-------- SECCIÓN DE TEXTO --------

(Estados Unidos, China, 2018)
Dirección: Jon Turteltaub. Guion: Dean Georgaris, Jon y Erich Hoeber. Elenco: Jason Statham, Li Bingbing, Rainn Wilson, Ruby Rose, Cliff Curtis. Música: Harry Gregson-Williams. Producción: Belle Avery, Lorenzo Di Bonaventura, Colin Wilson. Distribuidora: Warner Bros. Duración: 113 minutos.
“You´re gonna need a bigger boat”
En 1975 se estrenaba Tiburón (Jaws), la diabólica obra maestra spielbergiana sobre un escualo devorador de hombres que aterrorizaba las playas de una ciudad costera. Con él nacía el blockbuster, y la historia hizo el resto. Cuando el personaje de Roy Scheider escupe aquella frase citada, a modo de quitarse los escalofríos y la adrenalina de quien vio de cerca la muerte, todos nosotros espectadores no estábamos preparados para su significación posterior. Dicha significación no estaba ligada al culto de la cinefilia, sino más bien al legado que fue magnificándose por su metalenguaje.
La frase era “You´re gonna need a bigger boat” (“Vas a necesitar un barco más grande”). Con el paso del tiempo esta explotó como grito autoconsciente y simbólico de las formas adoptadas por el mainstream y los blockbusters. La frase determina en instancia que el tiempo todo lo agranda, sea por tamaño o por cantidad. Tiburón, como génesis del monstruo que es la misma parafernalia hollywoodense, quedó relegado a un plano de vejestorio por las demandas de un nuevo público adepto al bigger size. Los nuevos monstruos no son iguales a los viejos. Para confirmar esto existe Megalodón, película de monstruo acuático que toma parte de la obra spielbergiana y la mezcla con Piraña 3D (Piranha 3D, 2010) de Alexandre Aja y con la atrofiada Tiburón 3 (Jaws 3, 1983), pasando por un filtro de cine catástrofe y de ciencia ficción.
Megalodón empieza con un rescate en las profundidades del océano, perpetrado por el aventurero y pragmático Jonas Taylor (Jason Statham) y su equipo. El submarino en el que desembarcan para llevar a cabo la tarea de rescate parece haber sido golpeado por algo desconocido. Cuando Jonas parecía tener todo bajo control, un problema lo obliga a dejar atrás a los restantes tripulantes ya que la amenaza vuelve a castigarlos. Como estamos ante una película clásica, no hay héroe sin conflicto interno, y no hay narración que no lo obligue a tomar un camino hacia la redención. Luego de cinco años, ya retirado tras aquel trágico incidente, el protagonista debe volver al ruedo cuando un viejo amigo lo contacta para una nueva misión: rescatar a su ex mujer, varada en las profundidades junto a dos colegas en una pequeña nave. Ese abismo alberga al enorme pez del título, una especie de animal que se creía extinto y que mide unos veinticinco metros de largo. Todo esto patrocinado por un inescrupuloso multimillonario y su empresa que investiga el fondo infinito de los océanos. Obviamente algo sale más que mal y el bicho del título sale a la superficie a hacer de las suyas. Y es en ese instante que el film encuentra sus mejores momentos. Megalodón, entonces, asume una enorme irresponsabilidad, pero sin desbordes en gran parte por su enorme simbología mitológica y bíblica.

-------- INFORMACIÓN MOSTRADA --------

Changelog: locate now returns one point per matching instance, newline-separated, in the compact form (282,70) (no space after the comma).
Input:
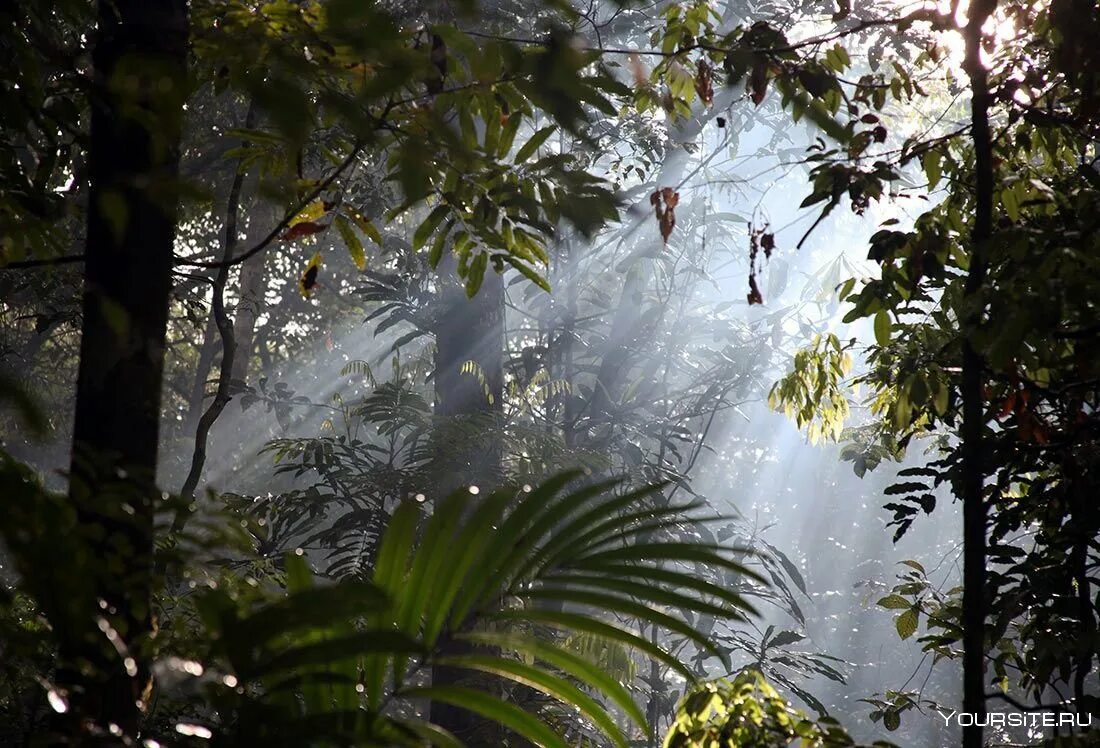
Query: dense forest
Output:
(560,373)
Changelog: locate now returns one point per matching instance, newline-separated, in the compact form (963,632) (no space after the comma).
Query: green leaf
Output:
(893,603)
(528,272)
(882,327)
(906,623)
(310,607)
(492,707)
(567,661)
(543,681)
(328,651)
(428,227)
(932,161)
(532,144)
(586,624)
(476,274)
(366,226)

--------

• [EJERCICIO ESCRITO 1]:
Según la reseña de Megalodón, ¿cuánto mide el pez del título?
• [EJERCICIO ESCRITO 2]:
Indica si cada afirmación coincide con la reseña de Megalodón. Responde sí o no y cita las palabras de la reseña que lo deciden: (a) Tiburón se estrenó en 1975. (b) La película dura 120 minutos. (c) Jonas Taylor vuelve al ruedo después de diez años retirado.
• [EJERCICIO ESCRITO 3]:
Transcribe sin cambios el pasaje de la reseña de Megalodón que empieza con las palabras «La frase era» y termina con «de ciencia ficción.».

• [RESPUESTA 1]:
Unos veinticinco metros de largo.

• [RESPUESTA 2]:
(a) Sí: «En 1975 se estrenaba Tiburón (Jaws)».
(b) No: «Duración: 113 minutos.»
(c) No: «Luego de cinco años, ya retirado tras aquel trágico incidente».

• [RESPUESTA 3]:
La frase era “You´re gonna need a bigger boat” (“Vas a necesitar un barco más grande”). Con el paso del tiempo esta explotó como grito autoconsciente y simbólico de las formas adoptadas por el mainstream y los blockbusters. La frase determina en instancia que el tiempo todo lo agranda, sea por tamaño o por cantidad. Tiburón, como génesis del monstruo que es la misma parafernalia hollywoodense, quedó relegado a un plano de vejestorio por las demandas de un nuevo público adepto al bigger size. Los nuevos monstruos no son iguales a los viejos. Para confirmar esto existe Megalodón, película de monstruo acuático que toma parte de la obra spielbergiana y la mezcla con Piraña 3D (Piranha 3D, 2010) de Alexandre Aja y con la atrofiada Tiburón 3 (Jaws 3, 1983), pasando por un filtro de cine catástrofe y de ciencia ficción.